Problem set:
1. In the article on BA Euroflyer, what will the division be able to accept now that it holds its own AOC and operating licence?
2. Could you carry the article on BA Euroflyer forward with its next part, starting after its final sentence?
Text excerpt below:
British Airways has started transferring aircraft to its new BA Euroflyer division after securing an air operator’s certificate for the carrier, set up to conduct short-haul operations from London Gatwick.
BA Euroflyer was unveiled last year as the UK flag-carrier sought to establish an arm with a lower cost base to offer competitive services on particular routes.
Operation of short-haul services from Gatwick had been suspended for two years as a result of the pandemic, and BA started restoring flights this year under its own air operator’s certificate while BA Euroflyer was still going through the regulatory process with the UK Civil Aviation Authority.
With BA Euroflyer holding its own AOC, as well as an operating licence, it will be able to accept its own aircraft, pilots and cabin crew, which will be transferred from British Airways.
The airline has already introduced an Airbus A320 (G-GATL) to Euroflyer, and is intending to move nine A321s and 10 A320s to the operator over the next six months.
Pilots and cabin crew will undergo an operator’s conversion course to join the division.
End of Text excerpt.
Data supplied below:
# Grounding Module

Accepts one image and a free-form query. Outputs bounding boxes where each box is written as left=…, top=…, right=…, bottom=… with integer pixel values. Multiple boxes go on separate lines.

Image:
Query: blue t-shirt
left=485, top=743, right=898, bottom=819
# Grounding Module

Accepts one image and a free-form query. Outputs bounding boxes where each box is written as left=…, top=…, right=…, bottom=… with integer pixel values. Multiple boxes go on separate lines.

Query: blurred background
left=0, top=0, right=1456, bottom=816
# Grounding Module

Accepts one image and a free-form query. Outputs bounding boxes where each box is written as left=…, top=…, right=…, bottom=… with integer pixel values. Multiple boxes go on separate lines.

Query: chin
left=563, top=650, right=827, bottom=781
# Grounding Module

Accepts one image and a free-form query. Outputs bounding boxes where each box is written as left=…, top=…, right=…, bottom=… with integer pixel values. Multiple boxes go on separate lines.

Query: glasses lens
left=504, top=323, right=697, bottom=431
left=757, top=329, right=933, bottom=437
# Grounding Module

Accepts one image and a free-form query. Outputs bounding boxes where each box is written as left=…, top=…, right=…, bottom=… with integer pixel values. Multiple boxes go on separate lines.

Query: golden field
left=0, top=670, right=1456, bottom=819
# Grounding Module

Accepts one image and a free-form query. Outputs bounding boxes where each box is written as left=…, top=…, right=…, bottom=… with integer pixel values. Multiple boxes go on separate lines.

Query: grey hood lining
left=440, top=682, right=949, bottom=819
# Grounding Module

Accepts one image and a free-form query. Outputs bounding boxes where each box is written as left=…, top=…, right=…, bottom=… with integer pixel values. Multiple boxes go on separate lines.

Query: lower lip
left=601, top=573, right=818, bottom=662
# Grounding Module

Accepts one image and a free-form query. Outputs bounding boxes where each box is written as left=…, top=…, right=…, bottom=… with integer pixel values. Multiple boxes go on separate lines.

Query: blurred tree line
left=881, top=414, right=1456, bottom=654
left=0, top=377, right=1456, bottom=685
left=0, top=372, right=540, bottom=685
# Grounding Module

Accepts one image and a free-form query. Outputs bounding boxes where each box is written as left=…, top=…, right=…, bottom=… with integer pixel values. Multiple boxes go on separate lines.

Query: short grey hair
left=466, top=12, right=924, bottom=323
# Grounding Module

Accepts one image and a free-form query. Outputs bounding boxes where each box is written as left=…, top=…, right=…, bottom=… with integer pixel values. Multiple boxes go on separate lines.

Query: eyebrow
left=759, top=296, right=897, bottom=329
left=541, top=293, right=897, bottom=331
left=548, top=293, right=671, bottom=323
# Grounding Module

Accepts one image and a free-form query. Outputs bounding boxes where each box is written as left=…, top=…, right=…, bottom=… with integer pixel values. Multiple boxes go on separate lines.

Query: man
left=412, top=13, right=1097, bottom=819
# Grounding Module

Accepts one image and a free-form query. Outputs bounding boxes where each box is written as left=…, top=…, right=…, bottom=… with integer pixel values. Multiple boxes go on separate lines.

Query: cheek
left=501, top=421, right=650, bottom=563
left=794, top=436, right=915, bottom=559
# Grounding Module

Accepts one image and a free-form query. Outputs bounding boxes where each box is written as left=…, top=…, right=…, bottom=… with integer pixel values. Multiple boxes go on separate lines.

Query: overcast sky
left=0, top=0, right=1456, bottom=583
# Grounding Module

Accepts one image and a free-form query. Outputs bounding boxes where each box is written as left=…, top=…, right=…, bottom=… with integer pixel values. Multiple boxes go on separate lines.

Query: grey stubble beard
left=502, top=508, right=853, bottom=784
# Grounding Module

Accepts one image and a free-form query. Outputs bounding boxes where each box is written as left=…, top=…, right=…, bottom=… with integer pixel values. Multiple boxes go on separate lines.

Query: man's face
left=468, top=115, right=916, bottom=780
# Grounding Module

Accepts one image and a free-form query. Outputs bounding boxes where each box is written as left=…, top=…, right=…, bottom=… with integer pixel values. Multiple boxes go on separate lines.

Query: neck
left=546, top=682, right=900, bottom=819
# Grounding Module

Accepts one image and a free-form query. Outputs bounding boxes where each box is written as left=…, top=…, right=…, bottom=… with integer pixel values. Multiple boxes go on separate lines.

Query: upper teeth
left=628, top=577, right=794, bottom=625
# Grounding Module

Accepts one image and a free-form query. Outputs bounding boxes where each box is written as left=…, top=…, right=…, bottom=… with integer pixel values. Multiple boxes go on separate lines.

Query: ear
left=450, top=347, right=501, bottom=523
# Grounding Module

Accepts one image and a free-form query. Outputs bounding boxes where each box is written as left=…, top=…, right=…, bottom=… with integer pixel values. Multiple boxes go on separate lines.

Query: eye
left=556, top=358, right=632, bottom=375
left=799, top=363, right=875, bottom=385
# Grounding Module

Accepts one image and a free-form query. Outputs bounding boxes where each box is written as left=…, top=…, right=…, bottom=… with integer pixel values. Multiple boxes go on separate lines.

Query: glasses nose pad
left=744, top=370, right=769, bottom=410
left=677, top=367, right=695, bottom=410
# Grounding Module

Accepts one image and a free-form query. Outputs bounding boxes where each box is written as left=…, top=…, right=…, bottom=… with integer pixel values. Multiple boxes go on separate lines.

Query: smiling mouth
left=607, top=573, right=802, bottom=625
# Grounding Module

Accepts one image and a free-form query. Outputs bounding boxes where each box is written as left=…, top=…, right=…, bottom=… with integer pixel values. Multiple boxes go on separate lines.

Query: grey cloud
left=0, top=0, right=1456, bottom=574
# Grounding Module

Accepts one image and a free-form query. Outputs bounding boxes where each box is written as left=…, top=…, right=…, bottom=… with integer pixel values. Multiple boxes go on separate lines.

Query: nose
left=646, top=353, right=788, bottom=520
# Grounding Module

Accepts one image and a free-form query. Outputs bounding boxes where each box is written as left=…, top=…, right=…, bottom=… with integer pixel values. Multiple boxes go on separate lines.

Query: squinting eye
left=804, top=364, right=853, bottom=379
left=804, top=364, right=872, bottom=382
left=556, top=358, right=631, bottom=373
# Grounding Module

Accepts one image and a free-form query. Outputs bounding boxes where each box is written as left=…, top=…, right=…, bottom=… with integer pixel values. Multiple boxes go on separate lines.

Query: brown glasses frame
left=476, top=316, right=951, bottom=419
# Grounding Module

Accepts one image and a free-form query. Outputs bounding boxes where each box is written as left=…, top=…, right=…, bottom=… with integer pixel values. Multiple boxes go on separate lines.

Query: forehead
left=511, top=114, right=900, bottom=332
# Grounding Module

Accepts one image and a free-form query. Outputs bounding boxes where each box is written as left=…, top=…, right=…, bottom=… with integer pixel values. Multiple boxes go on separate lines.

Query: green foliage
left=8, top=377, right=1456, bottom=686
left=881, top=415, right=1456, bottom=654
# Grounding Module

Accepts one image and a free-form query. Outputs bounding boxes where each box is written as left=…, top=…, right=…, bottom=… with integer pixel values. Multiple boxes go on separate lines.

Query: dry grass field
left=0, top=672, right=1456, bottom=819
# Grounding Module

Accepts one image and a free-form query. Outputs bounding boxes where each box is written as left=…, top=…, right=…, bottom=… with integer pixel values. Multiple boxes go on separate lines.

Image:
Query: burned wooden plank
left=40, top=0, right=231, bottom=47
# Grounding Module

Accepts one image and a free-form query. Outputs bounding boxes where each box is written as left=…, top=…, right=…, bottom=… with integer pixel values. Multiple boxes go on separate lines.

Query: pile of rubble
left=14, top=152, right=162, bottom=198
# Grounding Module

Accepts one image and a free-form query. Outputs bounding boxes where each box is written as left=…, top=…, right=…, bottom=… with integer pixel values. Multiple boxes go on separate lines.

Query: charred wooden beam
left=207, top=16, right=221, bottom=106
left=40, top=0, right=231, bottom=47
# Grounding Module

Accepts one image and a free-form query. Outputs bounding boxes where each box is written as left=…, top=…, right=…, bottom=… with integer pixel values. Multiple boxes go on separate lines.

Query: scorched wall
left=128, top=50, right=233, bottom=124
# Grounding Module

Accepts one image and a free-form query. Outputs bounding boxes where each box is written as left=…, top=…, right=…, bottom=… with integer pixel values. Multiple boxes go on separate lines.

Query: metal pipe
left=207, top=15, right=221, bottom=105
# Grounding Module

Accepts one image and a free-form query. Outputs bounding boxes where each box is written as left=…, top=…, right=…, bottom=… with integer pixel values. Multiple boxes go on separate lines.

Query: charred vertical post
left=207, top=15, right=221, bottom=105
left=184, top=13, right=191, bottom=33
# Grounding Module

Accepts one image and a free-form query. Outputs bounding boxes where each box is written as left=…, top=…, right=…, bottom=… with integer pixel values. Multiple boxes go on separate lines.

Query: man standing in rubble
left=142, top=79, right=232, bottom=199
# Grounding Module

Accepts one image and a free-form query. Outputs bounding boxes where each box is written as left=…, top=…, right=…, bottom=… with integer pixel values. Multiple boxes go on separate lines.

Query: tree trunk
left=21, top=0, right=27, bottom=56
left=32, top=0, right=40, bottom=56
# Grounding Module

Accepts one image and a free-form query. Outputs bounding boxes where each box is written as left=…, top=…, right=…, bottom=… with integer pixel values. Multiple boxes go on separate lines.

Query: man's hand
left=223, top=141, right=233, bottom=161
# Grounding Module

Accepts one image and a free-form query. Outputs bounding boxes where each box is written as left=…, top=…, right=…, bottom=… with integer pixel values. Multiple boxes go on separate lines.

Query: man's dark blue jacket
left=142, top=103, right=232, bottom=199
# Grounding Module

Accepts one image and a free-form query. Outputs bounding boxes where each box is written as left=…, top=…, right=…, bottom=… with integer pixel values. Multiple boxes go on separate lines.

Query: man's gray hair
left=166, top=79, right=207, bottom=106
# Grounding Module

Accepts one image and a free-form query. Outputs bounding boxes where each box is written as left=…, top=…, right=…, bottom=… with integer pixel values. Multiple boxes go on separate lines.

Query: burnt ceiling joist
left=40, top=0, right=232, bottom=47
End of Data supplied.
List of answers:
1.
- Its own aircraft
- Pilots
- Cabin crew

2.
British Airways started operating the Euroflyer routes at the end of March, and served over 30 destinations this summer.
The network largely comprises leisure destinations in the Mediterranean, as well as a number of key European cities, and routes for summer 2023 will include such locations as Bari and Seville.
Long-haul services from Gatwick will still be operated by the mainline airline.
Acting BA Euroflyer chief Tom Stoddart says the granting of the AOC marks a “momentous day” in the new carrier’s development.
British Airways says Euroflyer passengers will receive “the same premium service” as found on the mainline carrier’s flights, with complimentary seat selection, snacks, and a “generous” baggage allowance.